## WHAT TO DO
Repeat every entry, word for word, leaving no line out.

## AVAILABLE DATA
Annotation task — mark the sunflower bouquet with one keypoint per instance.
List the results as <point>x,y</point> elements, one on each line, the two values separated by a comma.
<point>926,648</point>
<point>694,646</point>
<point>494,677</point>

## SOLUTION TO THIS TASK
Annotation task — mark the sunflower bouquet with one keypoint per instance.
List the results as <point>x,y</point> elements, one on each line, the two values separated by a comma.
<point>926,648</point>
<point>694,646</point>
<point>494,677</point>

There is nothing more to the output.